**TASK SET**
(A) Please rewrite the Stargate interview excerpt from "Not only that, but" up to and including "the ‘Stargate’ universe.", replacing "buddy" with "friend".
(B) Continue the Stargate interview excerpt from the point where it stops.

**PASSAGE FOR REVIEW**

Not only that, but Paul McGillion (who plays Carson Beckett on ‘Stargate: Atlantis’ and who earlier played the young Ernest Littlefield in the ‘SG-1’ episode ‘Torment of Tantalus’) is an old Vancouver buddy.
“He’s hilarious,” Jones grins. “Such a funny, funny guy. I love hanging out with him.”
Gary is enthusiastic about the idea of crossovers between the two shows and thinks they add an extra layer of believability to the ‘Stargate’ universe.
“It’s so cool doing crossovers, because you are trying to create a believable world and the minute you cross over somebody that’s so established into another world that you are trying to get people to believe in, they can’t help but go, ‘Well, Walter is there’, so it lends to the credibility of the world and that’s what I think crossovers are fantastic for.”
Behind the scenes, Jones has also contributed to the DVD commentaries. But, he says, he doesn’t prepare for these in advance, for a very good reason – he has no idea ahead of time which episodes he will be seeing and discussing!
“Absolutely, zero preparation! The deal is, I go in, I don’t know what episodes are going to be shown. About a week ago, I did three commentaries with Peter deLuise, one ‘Stargate SG-1’ and two ‘Atlantis’. I said to Peter, ‘Why are you getting me down, are you <b>sure</b>? Two ‘Atlantis’ – I’m not even in them!’ He goes, ‘Oh it doesn’t matter, just come down and have a laugh.’ I feel that my strength in being part of a commentary is to throw in ad-libs, take it somewhere that Peter might not take it and that’s what he appreciates too.”

Extracted data entries:

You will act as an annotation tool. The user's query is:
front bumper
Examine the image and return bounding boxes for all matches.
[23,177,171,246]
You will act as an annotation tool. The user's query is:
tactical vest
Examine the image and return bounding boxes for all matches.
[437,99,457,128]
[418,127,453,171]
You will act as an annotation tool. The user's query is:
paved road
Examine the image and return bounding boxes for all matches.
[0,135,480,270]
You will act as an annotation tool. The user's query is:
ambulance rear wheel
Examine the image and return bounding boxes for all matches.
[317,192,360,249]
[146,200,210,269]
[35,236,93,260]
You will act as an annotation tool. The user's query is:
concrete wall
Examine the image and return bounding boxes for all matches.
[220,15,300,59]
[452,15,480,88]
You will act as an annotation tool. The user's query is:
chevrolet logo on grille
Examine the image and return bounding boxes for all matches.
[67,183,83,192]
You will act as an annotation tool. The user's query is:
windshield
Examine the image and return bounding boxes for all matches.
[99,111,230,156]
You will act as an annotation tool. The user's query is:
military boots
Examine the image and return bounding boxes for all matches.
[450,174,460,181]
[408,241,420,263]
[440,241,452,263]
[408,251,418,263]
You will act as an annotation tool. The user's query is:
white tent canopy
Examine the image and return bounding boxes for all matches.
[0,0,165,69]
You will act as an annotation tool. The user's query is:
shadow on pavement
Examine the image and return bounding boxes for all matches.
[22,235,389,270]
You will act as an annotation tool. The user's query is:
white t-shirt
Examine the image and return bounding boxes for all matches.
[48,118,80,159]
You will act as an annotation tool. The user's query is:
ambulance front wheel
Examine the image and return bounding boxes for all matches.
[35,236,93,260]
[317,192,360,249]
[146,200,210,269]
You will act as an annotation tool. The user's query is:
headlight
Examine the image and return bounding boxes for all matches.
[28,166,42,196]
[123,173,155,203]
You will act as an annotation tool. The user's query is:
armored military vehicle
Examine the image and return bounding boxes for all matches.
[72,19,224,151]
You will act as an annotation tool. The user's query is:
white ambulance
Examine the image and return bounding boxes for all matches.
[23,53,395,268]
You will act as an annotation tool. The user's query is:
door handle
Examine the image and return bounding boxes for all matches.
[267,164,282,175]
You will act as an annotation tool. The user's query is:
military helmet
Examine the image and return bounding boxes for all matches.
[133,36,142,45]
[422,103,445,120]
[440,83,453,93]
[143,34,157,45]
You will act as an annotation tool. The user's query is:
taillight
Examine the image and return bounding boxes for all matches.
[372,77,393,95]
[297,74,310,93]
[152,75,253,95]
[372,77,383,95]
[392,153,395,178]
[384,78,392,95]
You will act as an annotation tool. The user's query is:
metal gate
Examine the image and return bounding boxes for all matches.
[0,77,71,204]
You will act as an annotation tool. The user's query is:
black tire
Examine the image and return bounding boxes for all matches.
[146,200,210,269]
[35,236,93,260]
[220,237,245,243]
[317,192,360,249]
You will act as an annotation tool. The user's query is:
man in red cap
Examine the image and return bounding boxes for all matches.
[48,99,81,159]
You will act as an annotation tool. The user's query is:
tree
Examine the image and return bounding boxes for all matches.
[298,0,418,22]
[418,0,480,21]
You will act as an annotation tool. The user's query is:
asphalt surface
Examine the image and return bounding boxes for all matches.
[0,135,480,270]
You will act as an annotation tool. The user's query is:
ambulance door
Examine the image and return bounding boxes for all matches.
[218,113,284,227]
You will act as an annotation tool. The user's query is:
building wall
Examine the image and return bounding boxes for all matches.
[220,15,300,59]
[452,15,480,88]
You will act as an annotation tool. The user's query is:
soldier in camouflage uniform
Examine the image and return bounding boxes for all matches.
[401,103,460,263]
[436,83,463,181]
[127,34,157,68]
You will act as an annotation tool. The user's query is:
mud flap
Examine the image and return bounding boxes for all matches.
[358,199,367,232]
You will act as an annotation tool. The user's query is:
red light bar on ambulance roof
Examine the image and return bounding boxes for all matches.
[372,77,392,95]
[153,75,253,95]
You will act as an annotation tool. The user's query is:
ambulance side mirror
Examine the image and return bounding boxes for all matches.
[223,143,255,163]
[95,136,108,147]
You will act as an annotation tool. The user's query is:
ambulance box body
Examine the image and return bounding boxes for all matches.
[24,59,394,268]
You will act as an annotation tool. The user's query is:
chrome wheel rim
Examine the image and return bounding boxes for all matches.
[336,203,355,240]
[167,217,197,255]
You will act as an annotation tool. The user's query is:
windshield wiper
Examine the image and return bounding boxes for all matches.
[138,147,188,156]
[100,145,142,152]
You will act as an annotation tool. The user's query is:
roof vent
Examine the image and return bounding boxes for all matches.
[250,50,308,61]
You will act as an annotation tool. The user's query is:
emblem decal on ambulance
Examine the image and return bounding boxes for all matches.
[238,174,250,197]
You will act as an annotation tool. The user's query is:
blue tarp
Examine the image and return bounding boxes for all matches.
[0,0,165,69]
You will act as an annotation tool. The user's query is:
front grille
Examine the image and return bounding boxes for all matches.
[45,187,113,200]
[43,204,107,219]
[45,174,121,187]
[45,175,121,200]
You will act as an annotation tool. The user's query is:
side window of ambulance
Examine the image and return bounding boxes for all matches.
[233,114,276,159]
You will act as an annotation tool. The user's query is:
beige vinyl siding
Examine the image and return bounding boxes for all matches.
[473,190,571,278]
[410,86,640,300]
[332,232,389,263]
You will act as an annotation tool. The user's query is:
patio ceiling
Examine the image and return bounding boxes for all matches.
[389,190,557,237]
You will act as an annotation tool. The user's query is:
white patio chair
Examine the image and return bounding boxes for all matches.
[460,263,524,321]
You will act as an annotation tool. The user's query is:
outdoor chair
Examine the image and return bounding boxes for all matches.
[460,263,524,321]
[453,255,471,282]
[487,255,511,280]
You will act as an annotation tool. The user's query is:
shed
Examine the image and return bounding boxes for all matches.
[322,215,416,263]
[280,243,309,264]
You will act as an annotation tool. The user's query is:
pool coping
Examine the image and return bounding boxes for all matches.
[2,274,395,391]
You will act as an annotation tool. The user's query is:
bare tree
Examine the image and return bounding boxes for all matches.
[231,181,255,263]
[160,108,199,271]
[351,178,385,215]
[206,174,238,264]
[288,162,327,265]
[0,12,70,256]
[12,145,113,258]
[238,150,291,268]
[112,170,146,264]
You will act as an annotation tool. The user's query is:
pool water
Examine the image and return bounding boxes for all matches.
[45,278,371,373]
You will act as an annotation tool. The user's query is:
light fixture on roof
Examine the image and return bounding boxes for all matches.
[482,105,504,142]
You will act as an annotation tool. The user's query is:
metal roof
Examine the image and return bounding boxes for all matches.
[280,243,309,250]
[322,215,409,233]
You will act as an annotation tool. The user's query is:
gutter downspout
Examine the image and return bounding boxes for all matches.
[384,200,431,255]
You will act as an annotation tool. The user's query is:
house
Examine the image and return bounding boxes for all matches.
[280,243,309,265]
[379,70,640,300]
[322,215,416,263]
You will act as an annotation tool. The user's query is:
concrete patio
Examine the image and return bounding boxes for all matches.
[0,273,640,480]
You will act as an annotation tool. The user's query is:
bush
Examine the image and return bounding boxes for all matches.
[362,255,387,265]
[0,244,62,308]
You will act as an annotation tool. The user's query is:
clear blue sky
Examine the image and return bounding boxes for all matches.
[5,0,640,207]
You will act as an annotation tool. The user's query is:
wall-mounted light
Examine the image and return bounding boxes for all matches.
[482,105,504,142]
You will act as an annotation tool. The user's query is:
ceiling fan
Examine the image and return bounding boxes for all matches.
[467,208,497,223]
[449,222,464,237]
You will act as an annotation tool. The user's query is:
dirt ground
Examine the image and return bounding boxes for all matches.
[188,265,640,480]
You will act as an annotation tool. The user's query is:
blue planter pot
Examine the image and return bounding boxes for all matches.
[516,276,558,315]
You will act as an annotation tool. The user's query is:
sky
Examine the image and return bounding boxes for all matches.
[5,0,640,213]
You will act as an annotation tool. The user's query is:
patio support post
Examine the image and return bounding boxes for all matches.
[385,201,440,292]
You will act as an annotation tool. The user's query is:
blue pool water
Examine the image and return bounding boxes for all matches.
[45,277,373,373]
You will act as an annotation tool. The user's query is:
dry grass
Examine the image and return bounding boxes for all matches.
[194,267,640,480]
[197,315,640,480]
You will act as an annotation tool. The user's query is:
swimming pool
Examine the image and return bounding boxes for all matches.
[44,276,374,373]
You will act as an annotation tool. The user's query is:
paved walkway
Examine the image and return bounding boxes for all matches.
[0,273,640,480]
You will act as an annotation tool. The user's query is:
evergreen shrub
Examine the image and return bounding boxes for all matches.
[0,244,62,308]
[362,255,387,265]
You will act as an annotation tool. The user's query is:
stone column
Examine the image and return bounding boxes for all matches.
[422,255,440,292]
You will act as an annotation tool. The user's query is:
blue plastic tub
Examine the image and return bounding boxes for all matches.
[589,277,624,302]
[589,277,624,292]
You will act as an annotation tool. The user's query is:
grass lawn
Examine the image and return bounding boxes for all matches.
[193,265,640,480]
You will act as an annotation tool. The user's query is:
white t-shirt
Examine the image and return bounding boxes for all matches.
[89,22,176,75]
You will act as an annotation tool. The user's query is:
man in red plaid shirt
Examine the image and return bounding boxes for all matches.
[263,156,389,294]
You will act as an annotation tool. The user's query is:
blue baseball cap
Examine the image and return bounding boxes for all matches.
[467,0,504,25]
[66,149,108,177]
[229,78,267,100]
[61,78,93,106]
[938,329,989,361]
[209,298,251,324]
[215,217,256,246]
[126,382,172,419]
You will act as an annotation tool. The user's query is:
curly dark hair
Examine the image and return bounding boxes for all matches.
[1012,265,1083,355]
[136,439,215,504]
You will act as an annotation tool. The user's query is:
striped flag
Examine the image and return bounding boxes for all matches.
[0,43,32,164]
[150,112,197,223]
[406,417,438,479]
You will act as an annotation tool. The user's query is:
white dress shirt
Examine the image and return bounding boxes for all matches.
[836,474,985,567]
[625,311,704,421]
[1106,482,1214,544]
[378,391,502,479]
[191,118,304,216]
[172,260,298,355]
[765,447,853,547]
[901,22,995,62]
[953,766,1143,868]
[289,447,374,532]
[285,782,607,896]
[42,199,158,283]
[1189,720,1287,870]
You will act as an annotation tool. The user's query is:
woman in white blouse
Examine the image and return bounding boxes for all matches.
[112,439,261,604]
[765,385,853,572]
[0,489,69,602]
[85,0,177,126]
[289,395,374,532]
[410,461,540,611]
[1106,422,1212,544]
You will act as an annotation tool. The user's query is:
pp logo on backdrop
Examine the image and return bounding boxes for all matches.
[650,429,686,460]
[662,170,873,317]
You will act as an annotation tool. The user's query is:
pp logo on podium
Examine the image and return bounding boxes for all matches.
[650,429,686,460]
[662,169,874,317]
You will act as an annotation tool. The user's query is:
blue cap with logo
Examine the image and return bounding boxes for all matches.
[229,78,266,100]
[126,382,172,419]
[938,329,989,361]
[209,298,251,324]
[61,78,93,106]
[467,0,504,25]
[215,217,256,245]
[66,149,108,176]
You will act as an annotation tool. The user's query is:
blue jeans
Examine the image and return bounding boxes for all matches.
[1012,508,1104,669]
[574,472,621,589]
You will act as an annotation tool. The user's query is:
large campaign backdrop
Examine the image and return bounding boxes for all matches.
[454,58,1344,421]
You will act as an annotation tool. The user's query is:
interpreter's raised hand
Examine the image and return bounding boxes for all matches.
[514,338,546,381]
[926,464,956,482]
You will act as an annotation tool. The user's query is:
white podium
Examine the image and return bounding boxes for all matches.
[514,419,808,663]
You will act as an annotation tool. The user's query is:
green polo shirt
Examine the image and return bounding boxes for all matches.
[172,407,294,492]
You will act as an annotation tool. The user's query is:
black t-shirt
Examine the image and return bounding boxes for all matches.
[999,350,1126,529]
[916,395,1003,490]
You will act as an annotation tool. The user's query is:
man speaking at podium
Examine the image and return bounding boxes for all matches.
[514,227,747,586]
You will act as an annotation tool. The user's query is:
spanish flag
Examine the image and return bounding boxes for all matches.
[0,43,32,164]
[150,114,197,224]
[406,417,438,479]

**ANSWERS BY ITEM NUMBER**
(A)
Not only that, but Paul McGillion (who plays Carson Beckett on ‘Stargate: Atlantis’ and who earlier played the young Ernest Littlefield in the ‘SG-1’ episode ‘Torment of Tantalus’) is an old Vancouver friend.
“He’s hilarious,” Jones grins. “Such a funny, funny guy. I love hanging out with him.”
Gary is enthusiastic about the idea of crossovers between the two shows and thinks they add an extra layer of believability to the ‘Stargate’ universe.

(B)
Jones says he gets great feedback from fans who have enjoyed the commentaries that he and Peter deLuise have done together.
“We are very comfortable with each other,” Jones says, “and have a certain style of doing them. It’s just great.”
In addition to working on ‘Stargate’, doing DVD commentaries and travelling the world for public appearances, Jones is also working on other projects, including a recent movie by Vancouver-based independent film-maker, Ann Marie Fleming, called ‘French Guy’.
“That was about this woman who has a brain operation, she has cancer of the brain, and they let her out of the hospital too early, before she is fully recovered. She kind of goes a bit nutty and she ends up accidentally mutilating a young guy that she picks up on the beach. There’s a lot of blood in it, a lot of blood.”
When Jones auditioned for the movie, he didn’t know of Ann Marie Fleming or how well-known she was, until friends put him straight.
“I said to people, ‘I’ve got this part in this film with this Ann Marie er.. .’ And they go, ‘Ann Marie Fleming? You’re in an Ann Marie Fleming film?’ ‘Yeah!’ and they’re like ‘Oh my god!’ She’s a very cool film-maker.”
The film is deceptive, looking initially as though it will be a standard rom-com until, Jones says, it “just goes off the rails”.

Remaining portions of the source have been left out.